To do
Pick out every line in the material below that contains the string "face", and copy each one in full.

------------------------------

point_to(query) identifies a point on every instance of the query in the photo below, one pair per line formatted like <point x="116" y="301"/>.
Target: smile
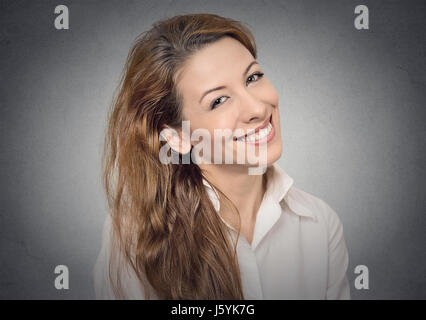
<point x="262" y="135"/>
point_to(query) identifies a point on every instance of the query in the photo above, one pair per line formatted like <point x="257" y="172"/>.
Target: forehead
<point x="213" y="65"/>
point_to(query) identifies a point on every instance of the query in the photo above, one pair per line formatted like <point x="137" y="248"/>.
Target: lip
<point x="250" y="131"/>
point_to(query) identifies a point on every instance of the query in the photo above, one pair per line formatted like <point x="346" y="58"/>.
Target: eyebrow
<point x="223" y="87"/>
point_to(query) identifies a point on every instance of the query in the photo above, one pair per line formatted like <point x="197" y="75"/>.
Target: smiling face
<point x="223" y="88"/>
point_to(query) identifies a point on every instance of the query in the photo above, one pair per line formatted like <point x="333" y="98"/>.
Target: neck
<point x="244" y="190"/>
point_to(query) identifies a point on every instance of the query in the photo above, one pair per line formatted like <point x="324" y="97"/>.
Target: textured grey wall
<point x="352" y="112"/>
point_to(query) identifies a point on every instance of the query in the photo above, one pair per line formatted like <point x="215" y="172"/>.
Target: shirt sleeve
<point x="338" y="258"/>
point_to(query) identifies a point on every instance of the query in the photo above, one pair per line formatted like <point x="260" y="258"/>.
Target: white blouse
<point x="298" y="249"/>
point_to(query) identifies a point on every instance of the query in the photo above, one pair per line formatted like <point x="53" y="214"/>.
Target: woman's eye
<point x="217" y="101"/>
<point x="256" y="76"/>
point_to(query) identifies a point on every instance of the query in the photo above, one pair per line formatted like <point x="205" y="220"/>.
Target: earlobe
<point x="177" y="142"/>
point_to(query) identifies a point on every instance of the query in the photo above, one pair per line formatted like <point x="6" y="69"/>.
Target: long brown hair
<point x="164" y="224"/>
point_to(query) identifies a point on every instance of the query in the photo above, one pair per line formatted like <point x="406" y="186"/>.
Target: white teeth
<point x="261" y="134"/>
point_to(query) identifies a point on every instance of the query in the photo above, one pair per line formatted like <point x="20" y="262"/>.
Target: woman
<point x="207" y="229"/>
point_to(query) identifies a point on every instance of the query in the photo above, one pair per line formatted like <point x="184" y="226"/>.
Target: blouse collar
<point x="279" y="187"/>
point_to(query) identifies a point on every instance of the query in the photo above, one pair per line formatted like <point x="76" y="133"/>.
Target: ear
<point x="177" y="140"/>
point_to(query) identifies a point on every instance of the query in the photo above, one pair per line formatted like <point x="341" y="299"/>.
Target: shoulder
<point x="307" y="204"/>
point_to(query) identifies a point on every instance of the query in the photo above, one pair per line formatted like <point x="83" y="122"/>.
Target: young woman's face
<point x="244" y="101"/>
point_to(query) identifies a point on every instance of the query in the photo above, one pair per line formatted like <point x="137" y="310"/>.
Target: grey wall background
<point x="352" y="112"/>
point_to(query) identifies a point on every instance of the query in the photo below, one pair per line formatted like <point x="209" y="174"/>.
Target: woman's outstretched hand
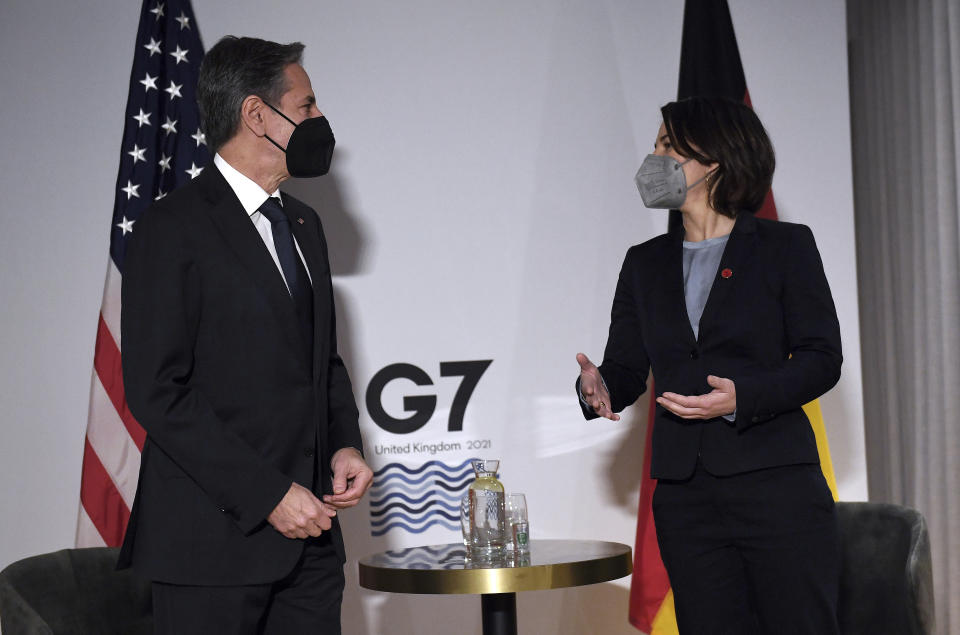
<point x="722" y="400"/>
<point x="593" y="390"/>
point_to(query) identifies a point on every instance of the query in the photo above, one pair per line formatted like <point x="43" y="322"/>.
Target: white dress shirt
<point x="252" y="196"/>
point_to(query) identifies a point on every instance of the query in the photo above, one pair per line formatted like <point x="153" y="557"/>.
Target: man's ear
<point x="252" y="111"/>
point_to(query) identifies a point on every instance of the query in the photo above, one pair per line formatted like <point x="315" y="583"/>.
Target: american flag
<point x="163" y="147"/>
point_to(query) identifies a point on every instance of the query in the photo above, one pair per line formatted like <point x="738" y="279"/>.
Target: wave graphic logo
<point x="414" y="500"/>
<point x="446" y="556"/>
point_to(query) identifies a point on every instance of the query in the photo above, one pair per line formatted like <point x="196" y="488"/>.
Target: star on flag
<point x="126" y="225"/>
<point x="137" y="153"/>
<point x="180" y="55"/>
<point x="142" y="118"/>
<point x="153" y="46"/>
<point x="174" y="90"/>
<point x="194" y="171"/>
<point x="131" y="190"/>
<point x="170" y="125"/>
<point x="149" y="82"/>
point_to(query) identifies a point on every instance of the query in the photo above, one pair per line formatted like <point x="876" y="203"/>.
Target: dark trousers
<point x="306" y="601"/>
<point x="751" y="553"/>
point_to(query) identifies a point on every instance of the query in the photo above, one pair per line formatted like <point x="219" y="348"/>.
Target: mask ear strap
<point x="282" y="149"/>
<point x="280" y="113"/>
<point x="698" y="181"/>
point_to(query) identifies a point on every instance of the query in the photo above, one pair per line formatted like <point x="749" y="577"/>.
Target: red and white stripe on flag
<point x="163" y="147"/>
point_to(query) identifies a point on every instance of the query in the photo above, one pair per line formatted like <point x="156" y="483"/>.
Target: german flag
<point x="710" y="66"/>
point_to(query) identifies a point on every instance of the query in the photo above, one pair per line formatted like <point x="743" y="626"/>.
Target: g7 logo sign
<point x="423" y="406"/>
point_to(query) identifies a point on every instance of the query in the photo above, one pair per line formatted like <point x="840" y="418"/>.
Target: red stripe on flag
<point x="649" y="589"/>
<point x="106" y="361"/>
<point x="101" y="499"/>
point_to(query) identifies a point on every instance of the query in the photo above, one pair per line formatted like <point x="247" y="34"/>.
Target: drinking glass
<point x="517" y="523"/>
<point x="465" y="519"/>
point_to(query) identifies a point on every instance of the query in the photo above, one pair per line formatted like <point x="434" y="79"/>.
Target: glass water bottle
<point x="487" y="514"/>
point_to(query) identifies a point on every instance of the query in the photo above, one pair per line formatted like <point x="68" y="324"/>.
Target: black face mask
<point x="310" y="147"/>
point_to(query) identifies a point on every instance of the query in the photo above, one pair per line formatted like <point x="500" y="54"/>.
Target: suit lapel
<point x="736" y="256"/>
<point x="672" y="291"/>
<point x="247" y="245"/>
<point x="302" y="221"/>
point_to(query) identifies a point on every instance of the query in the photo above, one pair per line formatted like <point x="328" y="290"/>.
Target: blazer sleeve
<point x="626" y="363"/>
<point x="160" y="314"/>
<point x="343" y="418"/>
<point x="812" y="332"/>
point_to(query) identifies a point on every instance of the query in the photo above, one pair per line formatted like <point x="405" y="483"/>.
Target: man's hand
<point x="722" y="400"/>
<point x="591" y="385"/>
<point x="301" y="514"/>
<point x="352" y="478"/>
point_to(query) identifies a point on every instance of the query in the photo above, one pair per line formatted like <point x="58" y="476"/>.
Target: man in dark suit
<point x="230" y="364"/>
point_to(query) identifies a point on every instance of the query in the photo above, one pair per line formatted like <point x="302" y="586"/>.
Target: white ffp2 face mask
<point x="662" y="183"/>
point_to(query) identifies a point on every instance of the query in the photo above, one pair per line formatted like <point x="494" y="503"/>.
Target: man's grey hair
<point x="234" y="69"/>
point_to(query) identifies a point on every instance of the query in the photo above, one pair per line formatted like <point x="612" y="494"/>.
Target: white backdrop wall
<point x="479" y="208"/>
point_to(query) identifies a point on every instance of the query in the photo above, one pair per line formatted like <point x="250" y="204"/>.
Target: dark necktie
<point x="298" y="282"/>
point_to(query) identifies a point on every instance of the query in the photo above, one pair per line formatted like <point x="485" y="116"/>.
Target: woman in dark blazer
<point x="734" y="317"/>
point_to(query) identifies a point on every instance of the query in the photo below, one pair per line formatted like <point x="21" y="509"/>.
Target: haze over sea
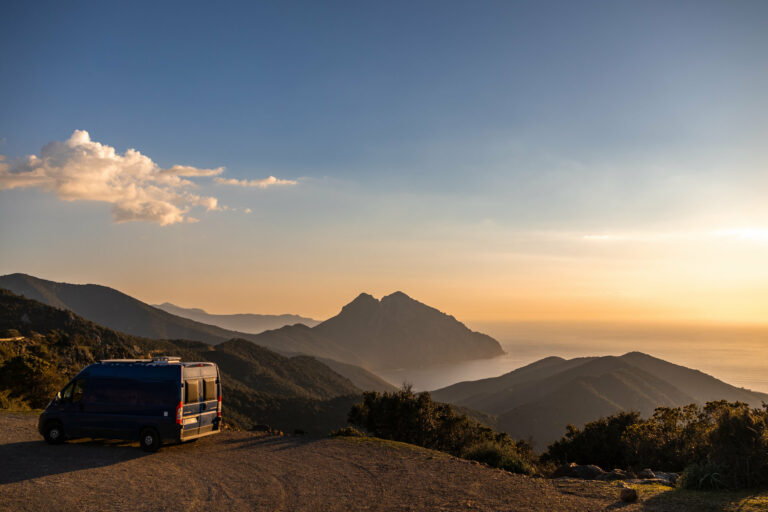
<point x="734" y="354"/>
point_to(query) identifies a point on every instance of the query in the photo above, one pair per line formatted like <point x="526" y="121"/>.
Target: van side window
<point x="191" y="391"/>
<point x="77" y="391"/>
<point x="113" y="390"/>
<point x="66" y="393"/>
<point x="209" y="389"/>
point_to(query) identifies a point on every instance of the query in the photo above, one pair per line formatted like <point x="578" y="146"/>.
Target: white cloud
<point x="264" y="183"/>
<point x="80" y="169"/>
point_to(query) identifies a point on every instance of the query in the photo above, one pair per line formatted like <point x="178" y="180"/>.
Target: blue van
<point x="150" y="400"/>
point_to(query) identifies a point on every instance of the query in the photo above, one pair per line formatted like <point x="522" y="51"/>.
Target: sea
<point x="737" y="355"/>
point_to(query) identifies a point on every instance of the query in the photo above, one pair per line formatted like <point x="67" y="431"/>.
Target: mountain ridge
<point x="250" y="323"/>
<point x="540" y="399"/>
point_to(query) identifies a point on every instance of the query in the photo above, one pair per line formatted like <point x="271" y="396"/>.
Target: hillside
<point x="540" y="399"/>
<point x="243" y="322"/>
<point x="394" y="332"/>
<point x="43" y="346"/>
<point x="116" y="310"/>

------------------------------

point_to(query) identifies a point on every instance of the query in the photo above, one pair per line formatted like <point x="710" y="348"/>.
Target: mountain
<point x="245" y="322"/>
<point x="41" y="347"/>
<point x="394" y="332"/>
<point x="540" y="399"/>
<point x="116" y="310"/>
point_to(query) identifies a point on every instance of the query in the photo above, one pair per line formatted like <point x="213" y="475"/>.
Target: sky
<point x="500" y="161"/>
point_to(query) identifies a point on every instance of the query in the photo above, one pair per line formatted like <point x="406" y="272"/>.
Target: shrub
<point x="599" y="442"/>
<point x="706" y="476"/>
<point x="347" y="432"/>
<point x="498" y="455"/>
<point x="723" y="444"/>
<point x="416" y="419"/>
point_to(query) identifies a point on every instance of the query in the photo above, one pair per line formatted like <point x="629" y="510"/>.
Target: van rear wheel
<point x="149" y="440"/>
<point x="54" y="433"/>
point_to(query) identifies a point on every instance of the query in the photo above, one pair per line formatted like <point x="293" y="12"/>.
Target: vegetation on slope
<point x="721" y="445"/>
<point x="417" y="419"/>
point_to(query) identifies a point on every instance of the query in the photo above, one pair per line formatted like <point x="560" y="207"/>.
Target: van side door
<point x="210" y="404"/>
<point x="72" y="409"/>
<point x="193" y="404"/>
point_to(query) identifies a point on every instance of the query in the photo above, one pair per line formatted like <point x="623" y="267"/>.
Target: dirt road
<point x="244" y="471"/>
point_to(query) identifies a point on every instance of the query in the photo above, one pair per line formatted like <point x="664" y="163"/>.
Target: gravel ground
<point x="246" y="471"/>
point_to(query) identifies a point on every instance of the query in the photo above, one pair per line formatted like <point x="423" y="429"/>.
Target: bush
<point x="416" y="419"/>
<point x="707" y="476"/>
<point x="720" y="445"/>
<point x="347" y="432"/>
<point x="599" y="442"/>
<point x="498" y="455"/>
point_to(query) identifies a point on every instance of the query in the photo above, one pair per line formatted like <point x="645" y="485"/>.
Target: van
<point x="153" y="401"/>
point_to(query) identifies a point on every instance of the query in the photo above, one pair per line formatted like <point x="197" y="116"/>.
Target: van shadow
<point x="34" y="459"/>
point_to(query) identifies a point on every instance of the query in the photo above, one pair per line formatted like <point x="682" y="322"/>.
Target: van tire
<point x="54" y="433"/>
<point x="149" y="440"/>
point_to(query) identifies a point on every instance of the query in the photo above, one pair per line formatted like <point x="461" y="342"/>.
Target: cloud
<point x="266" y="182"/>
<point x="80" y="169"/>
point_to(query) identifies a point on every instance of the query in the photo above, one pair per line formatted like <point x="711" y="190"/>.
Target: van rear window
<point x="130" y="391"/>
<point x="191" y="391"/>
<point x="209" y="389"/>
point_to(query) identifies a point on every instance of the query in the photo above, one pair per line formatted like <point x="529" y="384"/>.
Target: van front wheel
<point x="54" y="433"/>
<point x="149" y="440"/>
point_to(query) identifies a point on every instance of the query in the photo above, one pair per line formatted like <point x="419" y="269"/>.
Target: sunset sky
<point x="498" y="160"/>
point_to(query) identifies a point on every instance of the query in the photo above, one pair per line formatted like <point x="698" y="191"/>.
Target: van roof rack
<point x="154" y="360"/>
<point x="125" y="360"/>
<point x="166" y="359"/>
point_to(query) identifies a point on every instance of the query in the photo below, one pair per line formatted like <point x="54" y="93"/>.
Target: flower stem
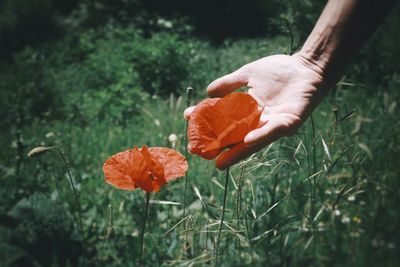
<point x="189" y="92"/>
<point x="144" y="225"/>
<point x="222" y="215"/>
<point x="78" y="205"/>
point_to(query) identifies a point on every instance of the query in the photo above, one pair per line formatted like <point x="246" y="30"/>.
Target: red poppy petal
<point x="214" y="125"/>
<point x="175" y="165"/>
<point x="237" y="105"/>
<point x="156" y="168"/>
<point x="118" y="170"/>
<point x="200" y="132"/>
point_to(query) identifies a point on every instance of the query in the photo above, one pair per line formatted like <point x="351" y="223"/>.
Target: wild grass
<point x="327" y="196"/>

------------------------------

Exercise solution
Target: smiling face
Target: young woman's face
Target: black face mask
Target: white ffp2 face mask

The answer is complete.